For group A (Table 1), total RNA was used for the assessment of the SISPA protocol [6]. After TURBO DNase (Thermo Fisher Scientific, Waltham, MA USA) treatment and purification by RNA Clean and Concentrator-5 Kit (Zymo Research, Irvine, CA USA), RNA was retro-transcribed to cDNA using SuperScript® IV Reverse Transcriptase (Thermo Fisher Scientific, Waltham, MA USA) and two primers including the random-tagged primer FR26RV-N 5′-GCCGGAGCTCTGCAGATATCNNNNNN-3′ and a poly-A tagged primer FR40RV-T 5′-GCCGGAGCTCTGCAGATATCTTTTTTTTTTTTTTTTTTTT-3′, and then amplified with the primer-tag FR20RV 5′-GCCGGAGCTCTGCAGATATC-3′. The SISPA products were then employed for library preparation using Illumina® DNA Prep, (M) Tagmentation (96 Samples) (Illumina Inc.) according to the manufacturer's protocol.
A subset of group A consisting of 7 sample libraries (1A–5A, 7A–8A) was enriched with myBaits Expert Virus SARS-CoV-2 panel (Arbor Biosciences) following the manufacturer's instructions. As myBaits® system is not compatible with Illumina® DNA Prep, (M) Tagmentation kit, an initial pre-treatment was required to deplete the residual streptavidin-affinity molecules. Illumina libraries were mixed with various blocking nucleic acids, denatured, and then combined with other hybridization reagents (including baits). These hybridization reactions were incubated for 16 h to allow baits to encounter and hybridize with SARS-CoV-2 library molecules. Following capture clean-up, bead-bound enriched libraries were amplified with universal P5/P7 primers for 14 cycles using the KAPA HiFi HotStart polymerase system and purified with Expin™ PCR SV (GeneAll, Seoul, Korea).
Group A sample set was also processed by the nCoV-2019 sequencing protocol. Total RNA was reverse-transcribed by random hexamers (Thermo Fisher Scientific, Waltham, MA USA) and cDNA was amplified with two separate primers pools specific for SARS-CoV-2 genome. Obtained amplicons were processed for library preparation using Illumina® DNA Prep, (M) Tagmentation (96 Samples) (Illumina Inc.) according to the manufacturer's protocol.
Group B samples were sequenced using two targeted approaches including the nCoV-2019 sequencing protocol and the Swift Amplicon® SARS-CoV-2 Panel kit (Swift Biosciences) according to the manufacturer's protocol. This protocol consists of an RT step using random hexamers, a direct cDNA amplification by a primer mix of Swift Amplicon SARS-CoV-2 Research Panel, and an incubation with Indexing Reaction Mix to create the libraries.

(Dataset entries)
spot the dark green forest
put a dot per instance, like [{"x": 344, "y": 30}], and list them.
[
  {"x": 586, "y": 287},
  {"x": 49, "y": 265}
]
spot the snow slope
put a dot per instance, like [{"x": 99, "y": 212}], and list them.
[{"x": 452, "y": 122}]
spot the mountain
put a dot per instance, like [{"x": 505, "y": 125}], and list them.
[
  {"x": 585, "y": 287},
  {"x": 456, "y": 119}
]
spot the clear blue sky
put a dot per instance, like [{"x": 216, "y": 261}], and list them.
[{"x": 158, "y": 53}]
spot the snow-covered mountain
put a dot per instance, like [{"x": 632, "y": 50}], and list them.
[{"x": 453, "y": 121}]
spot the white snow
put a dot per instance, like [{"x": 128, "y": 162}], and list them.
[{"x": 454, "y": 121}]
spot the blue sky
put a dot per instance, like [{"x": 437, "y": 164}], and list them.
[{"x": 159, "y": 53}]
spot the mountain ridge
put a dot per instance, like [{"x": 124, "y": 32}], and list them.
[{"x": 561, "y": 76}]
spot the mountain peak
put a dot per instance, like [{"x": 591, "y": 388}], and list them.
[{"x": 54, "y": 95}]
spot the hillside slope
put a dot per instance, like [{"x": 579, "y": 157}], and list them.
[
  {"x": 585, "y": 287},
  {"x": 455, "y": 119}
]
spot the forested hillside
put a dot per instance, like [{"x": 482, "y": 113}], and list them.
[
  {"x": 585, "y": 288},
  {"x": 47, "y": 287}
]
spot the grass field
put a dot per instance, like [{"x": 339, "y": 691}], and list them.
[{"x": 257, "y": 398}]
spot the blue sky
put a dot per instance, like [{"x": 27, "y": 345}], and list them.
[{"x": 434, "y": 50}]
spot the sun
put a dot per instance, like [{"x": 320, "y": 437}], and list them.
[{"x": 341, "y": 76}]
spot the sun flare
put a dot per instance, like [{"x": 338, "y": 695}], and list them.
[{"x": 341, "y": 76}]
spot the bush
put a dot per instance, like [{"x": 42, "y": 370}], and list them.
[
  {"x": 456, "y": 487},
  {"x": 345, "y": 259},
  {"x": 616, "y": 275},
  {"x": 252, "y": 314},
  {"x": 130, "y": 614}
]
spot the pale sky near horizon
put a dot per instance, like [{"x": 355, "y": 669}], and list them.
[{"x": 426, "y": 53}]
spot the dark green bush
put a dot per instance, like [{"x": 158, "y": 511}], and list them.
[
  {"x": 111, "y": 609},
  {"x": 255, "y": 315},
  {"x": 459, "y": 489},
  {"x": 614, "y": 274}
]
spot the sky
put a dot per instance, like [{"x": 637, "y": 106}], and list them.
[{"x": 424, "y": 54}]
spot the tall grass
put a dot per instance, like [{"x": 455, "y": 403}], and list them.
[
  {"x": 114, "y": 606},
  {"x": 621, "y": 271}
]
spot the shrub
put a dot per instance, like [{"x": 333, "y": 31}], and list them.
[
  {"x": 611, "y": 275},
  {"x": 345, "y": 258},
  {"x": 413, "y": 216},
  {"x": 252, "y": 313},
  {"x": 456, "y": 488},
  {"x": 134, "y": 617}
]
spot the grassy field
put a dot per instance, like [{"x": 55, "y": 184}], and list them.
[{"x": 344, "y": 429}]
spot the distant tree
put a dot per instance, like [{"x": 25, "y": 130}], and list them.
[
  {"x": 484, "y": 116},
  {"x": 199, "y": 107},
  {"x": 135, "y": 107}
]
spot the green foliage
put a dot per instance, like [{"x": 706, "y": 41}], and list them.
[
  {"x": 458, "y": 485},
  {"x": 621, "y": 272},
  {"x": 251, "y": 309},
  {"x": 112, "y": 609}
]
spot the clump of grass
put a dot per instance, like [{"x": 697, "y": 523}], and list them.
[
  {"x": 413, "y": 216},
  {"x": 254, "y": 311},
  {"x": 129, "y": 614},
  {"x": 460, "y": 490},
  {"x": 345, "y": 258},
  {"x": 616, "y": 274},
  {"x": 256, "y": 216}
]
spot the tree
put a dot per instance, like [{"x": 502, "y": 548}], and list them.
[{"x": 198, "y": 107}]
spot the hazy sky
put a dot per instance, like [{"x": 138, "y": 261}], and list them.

Try it
Please update the passage on SARS-CoV-2 sequencing methods, starting at "Group A sample" and ending at "create the libraries.", so that "random primers" replaces "random hexamers".

Solved problem
Group A sample set was also processed by the nCoV-2019 sequencing protocol. Total RNA was reverse-transcribed by random primers (Thermo Fisher Scientific, Waltham, MA USA) and cDNA was amplified with two separate primers pools specific for SARS-CoV-2 genome. Obtained amplicons were processed for library preparation using Illumina® DNA Prep, (M) Tagmentation (96 Samples) (Illumina Inc.) according to the manufacturer's protocol.
Group B samples were sequenced using two targeted approaches including the nCoV-2019 sequencing protocol and the Swift Amplicon® SARS-CoV-2 Panel kit (Swift Biosciences) according to the manufacturer's protocol. This protocol consists of an RT step using random primers, a direct cDNA amplification by a primer mix of Swift Amplicon SARS-CoV-2 Research Panel, and an incubation with Indexing Reaction Mix to create the libraries.